- [Listing]:
□ □ □ □

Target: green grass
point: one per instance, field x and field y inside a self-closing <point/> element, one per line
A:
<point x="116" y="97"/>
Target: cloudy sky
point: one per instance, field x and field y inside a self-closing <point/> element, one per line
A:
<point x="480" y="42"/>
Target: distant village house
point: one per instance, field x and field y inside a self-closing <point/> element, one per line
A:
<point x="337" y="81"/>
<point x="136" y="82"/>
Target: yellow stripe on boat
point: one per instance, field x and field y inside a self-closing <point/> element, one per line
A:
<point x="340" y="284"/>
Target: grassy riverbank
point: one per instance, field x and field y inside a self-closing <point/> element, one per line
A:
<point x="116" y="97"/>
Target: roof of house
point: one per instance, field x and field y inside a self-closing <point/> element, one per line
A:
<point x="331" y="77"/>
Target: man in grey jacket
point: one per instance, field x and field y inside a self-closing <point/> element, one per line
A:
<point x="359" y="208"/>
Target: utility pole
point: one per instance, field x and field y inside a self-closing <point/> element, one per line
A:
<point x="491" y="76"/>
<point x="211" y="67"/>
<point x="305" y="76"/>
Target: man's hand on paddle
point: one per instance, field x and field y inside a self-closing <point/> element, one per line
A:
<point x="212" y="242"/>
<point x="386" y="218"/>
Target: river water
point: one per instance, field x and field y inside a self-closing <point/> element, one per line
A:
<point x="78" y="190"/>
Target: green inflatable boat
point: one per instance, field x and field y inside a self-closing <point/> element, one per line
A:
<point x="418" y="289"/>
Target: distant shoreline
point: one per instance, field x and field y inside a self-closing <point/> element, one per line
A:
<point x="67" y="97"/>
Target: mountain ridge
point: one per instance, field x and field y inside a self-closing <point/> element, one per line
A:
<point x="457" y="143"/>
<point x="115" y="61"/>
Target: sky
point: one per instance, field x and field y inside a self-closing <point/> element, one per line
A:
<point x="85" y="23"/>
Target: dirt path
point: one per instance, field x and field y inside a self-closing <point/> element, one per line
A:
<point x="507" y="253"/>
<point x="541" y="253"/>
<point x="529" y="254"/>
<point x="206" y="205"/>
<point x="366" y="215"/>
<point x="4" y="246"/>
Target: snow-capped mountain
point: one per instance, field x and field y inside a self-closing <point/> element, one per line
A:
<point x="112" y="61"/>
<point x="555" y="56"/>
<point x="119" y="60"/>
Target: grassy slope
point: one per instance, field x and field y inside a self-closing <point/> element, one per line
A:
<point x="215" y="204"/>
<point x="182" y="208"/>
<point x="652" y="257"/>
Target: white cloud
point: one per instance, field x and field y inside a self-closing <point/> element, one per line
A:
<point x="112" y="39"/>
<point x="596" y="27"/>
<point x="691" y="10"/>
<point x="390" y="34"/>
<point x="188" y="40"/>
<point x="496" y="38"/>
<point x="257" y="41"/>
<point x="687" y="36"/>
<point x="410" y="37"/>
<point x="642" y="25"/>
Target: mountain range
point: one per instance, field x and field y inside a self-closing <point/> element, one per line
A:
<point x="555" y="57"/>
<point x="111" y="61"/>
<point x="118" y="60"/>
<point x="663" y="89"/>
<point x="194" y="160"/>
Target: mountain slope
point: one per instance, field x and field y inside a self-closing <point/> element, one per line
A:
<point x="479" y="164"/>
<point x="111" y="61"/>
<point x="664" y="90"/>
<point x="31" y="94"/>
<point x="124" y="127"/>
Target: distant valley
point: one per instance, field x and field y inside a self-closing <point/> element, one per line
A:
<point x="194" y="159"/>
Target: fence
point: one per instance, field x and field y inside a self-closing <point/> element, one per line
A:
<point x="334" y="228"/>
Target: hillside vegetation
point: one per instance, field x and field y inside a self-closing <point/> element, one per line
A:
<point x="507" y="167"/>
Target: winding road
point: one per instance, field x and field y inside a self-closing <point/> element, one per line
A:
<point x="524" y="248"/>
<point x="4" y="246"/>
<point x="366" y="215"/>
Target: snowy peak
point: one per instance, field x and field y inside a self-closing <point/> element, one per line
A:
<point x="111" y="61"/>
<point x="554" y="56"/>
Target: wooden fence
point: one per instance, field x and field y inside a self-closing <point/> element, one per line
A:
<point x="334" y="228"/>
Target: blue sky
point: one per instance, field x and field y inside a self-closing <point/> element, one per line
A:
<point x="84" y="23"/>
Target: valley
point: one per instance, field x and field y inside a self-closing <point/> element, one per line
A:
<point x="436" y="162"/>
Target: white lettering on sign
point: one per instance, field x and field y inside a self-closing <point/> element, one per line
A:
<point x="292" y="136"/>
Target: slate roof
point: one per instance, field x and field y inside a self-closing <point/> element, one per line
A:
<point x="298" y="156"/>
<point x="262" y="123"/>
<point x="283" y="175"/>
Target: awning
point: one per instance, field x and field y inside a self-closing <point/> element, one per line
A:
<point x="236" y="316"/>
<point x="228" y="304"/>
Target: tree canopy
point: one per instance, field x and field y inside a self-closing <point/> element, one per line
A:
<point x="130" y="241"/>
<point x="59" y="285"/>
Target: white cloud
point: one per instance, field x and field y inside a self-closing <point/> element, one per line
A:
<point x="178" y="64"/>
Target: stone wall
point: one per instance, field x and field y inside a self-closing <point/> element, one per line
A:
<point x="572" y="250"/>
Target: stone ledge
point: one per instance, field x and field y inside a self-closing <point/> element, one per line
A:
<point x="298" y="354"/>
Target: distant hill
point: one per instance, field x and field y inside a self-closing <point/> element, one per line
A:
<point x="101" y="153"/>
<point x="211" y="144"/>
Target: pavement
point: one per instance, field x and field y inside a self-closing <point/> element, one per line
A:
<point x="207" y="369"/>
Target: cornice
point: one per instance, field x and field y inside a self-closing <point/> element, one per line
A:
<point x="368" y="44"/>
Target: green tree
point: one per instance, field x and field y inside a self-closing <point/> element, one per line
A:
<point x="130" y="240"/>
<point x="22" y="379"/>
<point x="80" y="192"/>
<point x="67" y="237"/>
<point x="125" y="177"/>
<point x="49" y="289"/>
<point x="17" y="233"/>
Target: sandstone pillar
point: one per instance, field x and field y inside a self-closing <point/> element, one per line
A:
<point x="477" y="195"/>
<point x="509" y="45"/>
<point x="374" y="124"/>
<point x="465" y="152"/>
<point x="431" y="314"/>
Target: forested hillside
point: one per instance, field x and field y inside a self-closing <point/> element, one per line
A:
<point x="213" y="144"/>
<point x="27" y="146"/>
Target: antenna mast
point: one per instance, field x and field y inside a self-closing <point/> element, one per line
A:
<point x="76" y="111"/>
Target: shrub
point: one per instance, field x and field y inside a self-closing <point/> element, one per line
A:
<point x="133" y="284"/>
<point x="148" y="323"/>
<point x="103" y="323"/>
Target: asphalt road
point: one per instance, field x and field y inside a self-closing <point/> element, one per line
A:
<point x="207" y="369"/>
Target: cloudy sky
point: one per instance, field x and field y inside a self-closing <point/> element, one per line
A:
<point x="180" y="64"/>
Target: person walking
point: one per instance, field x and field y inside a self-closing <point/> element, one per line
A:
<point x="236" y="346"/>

□ □ □ □

- [Exercise task]: Retype every item above line for line, changing no character, spacing, or line break.

- [Exercise result]:
Target: green grass
point: one per instance, field x and field y inside a self-closing <point/> element, one per line
A:
<point x="116" y="97"/>
Target: cloudy sky
point: one per instance, field x and field y inside a self-closing <point/> element, one per line
A:
<point x="480" y="42"/>
Target: distant village house
point: one per instance, field x and field y inside a self-closing <point/> element, one per line
A:
<point x="337" y="81"/>
<point x="136" y="82"/>
Target: yellow stripe on boat
point: one per instance, field x and field y inside a self-closing <point/> element, one per line
A:
<point x="340" y="284"/>
Target: grassy riverbank
point: one per instance, field x and field y inside a self-closing <point/> element, one per line
A:
<point x="116" y="97"/>
Target: roof of house
point: one per instance, field x and field y inside a self-closing <point/> element, one per line
A:
<point x="331" y="77"/>
Target: man in grey jacket
point: one per instance, field x and field y inside a self-closing <point/> element, one per line
A:
<point x="359" y="208"/>
Target: utility pole
point: one per instance, field x and field y inside a self-closing <point/> element, one per line
A:
<point x="491" y="76"/>
<point x="211" y="67"/>
<point x="305" y="76"/>
Target: man's hand on paddle
point: one per instance, field x and field y inside a self-closing <point/> element, one per line
A:
<point x="212" y="242"/>
<point x="386" y="218"/>
Target: river water
point: one per instance, field x and field y inside a self-closing <point/> element, one per line
A:
<point x="78" y="190"/>
Target: green inflatable boat
point: one per instance, field x and field y inside a self-closing <point/> element, one per line
A:
<point x="418" y="289"/>
Target: distant shoreline
point: one per instance, field x and field y inside a self-closing <point/> element, one per line
A:
<point x="67" y="97"/>
Target: mountain ridge
point: one per instance, field x and field y inside a self-closing <point/> element, one per line
A:
<point x="457" y="143"/>
<point x="115" y="61"/>
Target: sky
point: one per instance, field x and field y inside a self-closing <point/> element, one per line
A:
<point x="85" y="23"/>
Target: dirt path
point: one per instance, field x and field y inside a self-closing <point/> element, one per line
A:
<point x="507" y="253"/>
<point x="541" y="253"/>
<point x="529" y="254"/>
<point x="206" y="205"/>
<point x="366" y="215"/>
<point x="4" y="246"/>
Target: snow-capped mountain
point: one per instance, field x and field y inside a self-closing <point/> element, one per line
A:
<point x="112" y="61"/>
<point x="555" y="56"/>
<point x="119" y="60"/>
Target: grassy slope
point: one per instance, field x and field y inside a self-closing <point/> element, one per line
A:
<point x="215" y="204"/>
<point x="182" y="208"/>
<point x="652" y="257"/>
Target: white cloud
point: one per instance, field x and field y inside a self-closing <point/> element, one per line
A:
<point x="112" y="39"/>
<point x="596" y="27"/>
<point x="691" y="10"/>
<point x="390" y="34"/>
<point x="188" y="40"/>
<point x="496" y="38"/>
<point x="257" y="41"/>
<point x="687" y="36"/>
<point x="410" y="37"/>
<point x="642" y="25"/>
Target: mountain range
point: one per instance, field x and field y inside a self-closing <point/> element, one per line
A:
<point x="555" y="57"/>
<point x="111" y="61"/>
<point x="118" y="60"/>
<point x="663" y="89"/>
<point x="194" y="160"/>
Target: mountain slope
point: one per instance, field x and field y inside a self-closing <point/> element, one per line
A:
<point x="479" y="164"/>
<point x="111" y="61"/>
<point x="664" y="90"/>
<point x="31" y="94"/>
<point x="124" y="127"/>
Target: distant valley
point: one per instance, field x and field y inside a self-closing <point/> element, one per line
A:
<point x="194" y="159"/>
Target: fence
point: one per instance, field x and field y inside a self-closing <point/> element, one per line
A:
<point x="334" y="228"/>
Target: hillside vegetation
point: one per instance, field x and field y inside a self-closing <point/> element, one per line
A:
<point x="507" y="167"/>
Target: winding road
point: one per instance, field x and field y inside a self-closing <point/> element, one per line
A:
<point x="524" y="248"/>
<point x="4" y="246"/>
<point x="366" y="215"/>
Target: snowy peak
point: one per instance, field x and field y inside a self-closing <point/> element, one per line
A:
<point x="111" y="61"/>
<point x="554" y="56"/>
Target: wooden fence
point: one per instance, field x and field y inside a self-closing <point/> element, one per line
A:
<point x="334" y="228"/>
Target: blue sky
point: one per instance, field x and field y inside a self-closing <point/> element, one per line
A:
<point x="84" y="23"/>
Target: valley
point: one per instance, field x and field y inside a self-closing <point/> element, one per line
A:
<point x="436" y="162"/>
Target: white lettering on sign
point: one per instance, field x and field y inside a self-closing <point/> element, one per line
A:
<point x="292" y="136"/>
Target: slate roof
point: one per instance, field x and field y inside a self-closing <point/> element, one per line
A:
<point x="298" y="156"/>
<point x="262" y="123"/>
<point x="283" y="175"/>
Target: awning
point: one per instance, field x and field y inside a self-closing <point/> element, one per line
A:
<point x="236" y="316"/>
<point x="228" y="304"/>
Target: tree canopy
point: one per instance, field x and field y inside a self-closing <point/> element, one per line
A:
<point x="130" y="241"/>
<point x="59" y="285"/>
Target: white cloud
point: one per instance, field x and field y inside a self-closing <point/> element, one per line
A:
<point x="178" y="64"/>
Target: stone wall
point: one per instance, field x and field y inside a self-closing <point/> element, one per line
A:
<point x="572" y="250"/>
Target: stone ledge
point: one per instance, field x and field y inside a self-closing <point/> element, one per line
A:
<point x="298" y="354"/>
Target: distant hill
point: one per instance, field x and field y inside a self-closing <point/> element, one per line
A:
<point x="101" y="153"/>
<point x="211" y="144"/>
Target: pavement
point: one per instance, field x and field y inside a self-closing <point/> element, one per line
A:
<point x="207" y="369"/>
Target: cornice
point: one per instance, field x and field y inside a self-closing <point/> element, one per line
A:
<point x="368" y="44"/>
Target: green tree
point: one per instance, field x and field y inside a self-closing <point/> element, one per line
A:
<point x="130" y="240"/>
<point x="22" y="379"/>
<point x="80" y="192"/>
<point x="67" y="237"/>
<point x="125" y="177"/>
<point x="49" y="289"/>
<point x="17" y="233"/>
Target: sandstone pillar
point: one per instance, field x and field y inside a self-closing <point/> element, one per line
A:
<point x="477" y="195"/>
<point x="509" y="45"/>
<point x="374" y="124"/>
<point x="465" y="152"/>
<point x="431" y="314"/>
Target: forested hillside
point: one per instance, field x and field y inside a self-closing <point/> element, one per line
A:
<point x="213" y="144"/>
<point x="27" y="146"/>
Target: antenna mast
point: one per instance, field x and field y inside a self-closing <point/> element, one per line
A:
<point x="76" y="111"/>
Target: shrub
point: one per instance, field x and field y inside a self-closing <point/> element, one per line
A:
<point x="133" y="284"/>
<point x="148" y="323"/>
<point x="103" y="323"/>
Target: asphalt road
point: one per instance, field x and field y inside a self-closing <point/> element, one per line
A:
<point x="207" y="369"/>
Target: cloudy sky
point: one per instance, field x and field y inside a self-closing <point/> element, one per line
A:
<point x="180" y="64"/>
Target: person walking
point: one per instance, field x and field y inside a self-closing <point/> element, one per line
A:
<point x="236" y="346"/>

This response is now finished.